## Begin TEXT

My review of math has me learning things that I was never taught before. There were concepts left for later, if later ever arrived.

We had functions. At times we had no solutions. Later, they become functions without the right number of roots in the reals, as some of the solutions were in the space of a left out concept, complex roots. For a while, after a deeper understanding of complex roots, I’d go looking for the unit circle, but what was that unit circle centered on? Just this week, I found it centered on c, a variable in those equations like ax^{2}+bx+c. So that open question comes to a close, but is that enough of an answer? I don’t know yet.

We had trigonometry, because we had trigonometric functions. We have the unit circle and an equation, notice that it’s not a function, because as a function it would fail the vertical line test. When a function violates the vertical line test, we create a collection of functions covering the same values in a way that does not violate the vertical line test. Trigonometry does that for us without bothering to explain the left out concept, manifolds.

One of Alexander Bogomolny’s (@CutTheKnotMath) tweets linked to a post about a theorem from high school geometry class about how a triangle with it’s base as a diameter of a circle and a vertex on the circle had angles that added up to 180 degrees. Yes, I remembered that. I hadn’t thought about it in decades. But, there was something left out. That only happens in a Euclidean geometry.

## End TEXT
## Begin EXCERPTED DATA

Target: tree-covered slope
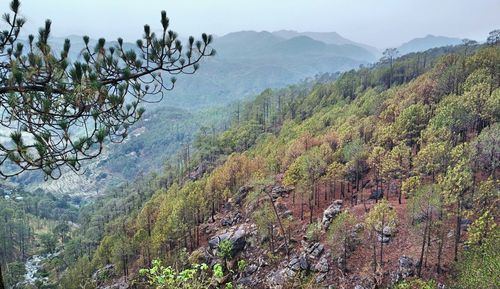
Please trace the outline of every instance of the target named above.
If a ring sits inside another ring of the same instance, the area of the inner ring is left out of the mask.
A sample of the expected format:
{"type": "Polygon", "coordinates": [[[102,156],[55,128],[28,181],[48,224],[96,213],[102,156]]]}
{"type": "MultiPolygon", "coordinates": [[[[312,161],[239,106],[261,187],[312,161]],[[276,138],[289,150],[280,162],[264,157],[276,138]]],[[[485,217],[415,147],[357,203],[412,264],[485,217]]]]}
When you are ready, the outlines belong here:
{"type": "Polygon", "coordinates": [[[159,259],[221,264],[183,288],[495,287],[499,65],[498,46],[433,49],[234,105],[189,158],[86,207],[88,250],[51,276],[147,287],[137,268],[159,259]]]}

## End EXCERPTED DATA
## Begin EXCERPTED DATA

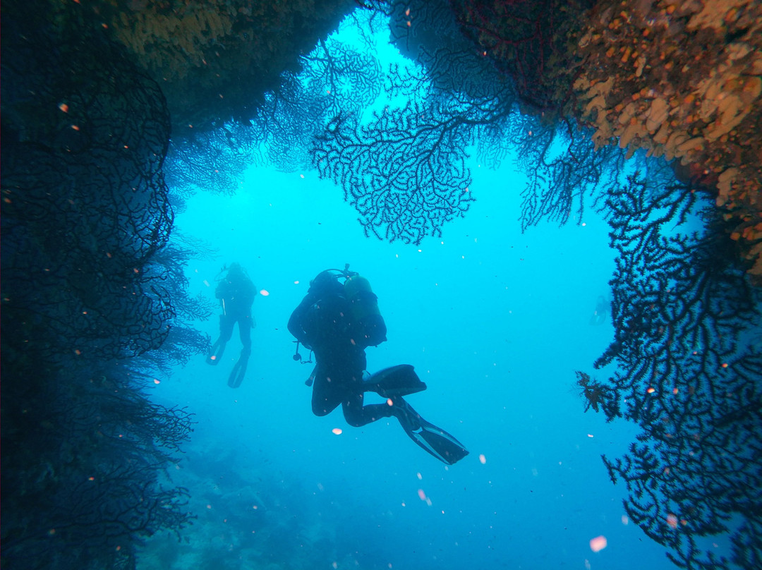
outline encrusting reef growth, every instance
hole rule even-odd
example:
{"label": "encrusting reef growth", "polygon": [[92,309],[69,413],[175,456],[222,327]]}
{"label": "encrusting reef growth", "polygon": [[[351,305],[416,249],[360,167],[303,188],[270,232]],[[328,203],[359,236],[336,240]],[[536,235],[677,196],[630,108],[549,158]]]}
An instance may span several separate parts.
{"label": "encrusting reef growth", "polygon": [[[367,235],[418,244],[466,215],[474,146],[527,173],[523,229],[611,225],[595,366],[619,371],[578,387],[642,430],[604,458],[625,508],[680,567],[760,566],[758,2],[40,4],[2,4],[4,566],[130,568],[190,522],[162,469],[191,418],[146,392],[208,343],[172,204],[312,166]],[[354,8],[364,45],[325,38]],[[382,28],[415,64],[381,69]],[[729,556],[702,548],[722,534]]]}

## End EXCERPTED DATA
## Begin EXCERPTED DATA

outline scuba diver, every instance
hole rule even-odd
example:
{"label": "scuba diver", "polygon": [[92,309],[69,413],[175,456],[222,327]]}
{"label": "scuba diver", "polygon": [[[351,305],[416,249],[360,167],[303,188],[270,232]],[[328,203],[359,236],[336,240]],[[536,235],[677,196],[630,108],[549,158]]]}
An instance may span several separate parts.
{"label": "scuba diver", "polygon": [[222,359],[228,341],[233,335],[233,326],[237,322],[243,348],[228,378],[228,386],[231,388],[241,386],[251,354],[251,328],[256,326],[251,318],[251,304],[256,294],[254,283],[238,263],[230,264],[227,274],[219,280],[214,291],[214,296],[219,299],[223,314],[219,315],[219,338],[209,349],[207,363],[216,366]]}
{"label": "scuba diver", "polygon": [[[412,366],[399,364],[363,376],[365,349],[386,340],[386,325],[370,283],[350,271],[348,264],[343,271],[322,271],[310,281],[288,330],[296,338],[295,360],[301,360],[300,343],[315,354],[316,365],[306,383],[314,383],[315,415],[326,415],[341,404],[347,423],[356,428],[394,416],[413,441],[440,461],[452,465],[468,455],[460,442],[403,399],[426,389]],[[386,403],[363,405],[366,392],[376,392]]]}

## End EXCERPTED DATA

Rename "vertical line test" as "vertical line check" in everything from "We had trigonometry, because" down to "a Euclidean geometry." in the essay on left-out math concepts, and write that stretch out again. The entries are separate material and have nothing to do with the essay.

We had trigonometry, because we had trigonometric functions. We have the unit circle and an equation, notice that it’s not a function, because as a function it would fail the vertical line check. When a function violates the vertical line check, we create a collection of functions covering the same values in a way that does not violate the vertical line check. Trigonometry does that for us without bothering to explain the left out concept, manifolds.

One of Alexander Bogomolny’s (@CutTheKnotMath) tweets linked to a post about a theorem from high school geometry class about how a triangle with it’s base as a diameter of a circle and a vertex on the circle had angles that added up to 180 degrees. Yes, I remembered that. I hadn’t thought about it in decades. But, there was something left out. That only happens in a Euclidean geometry.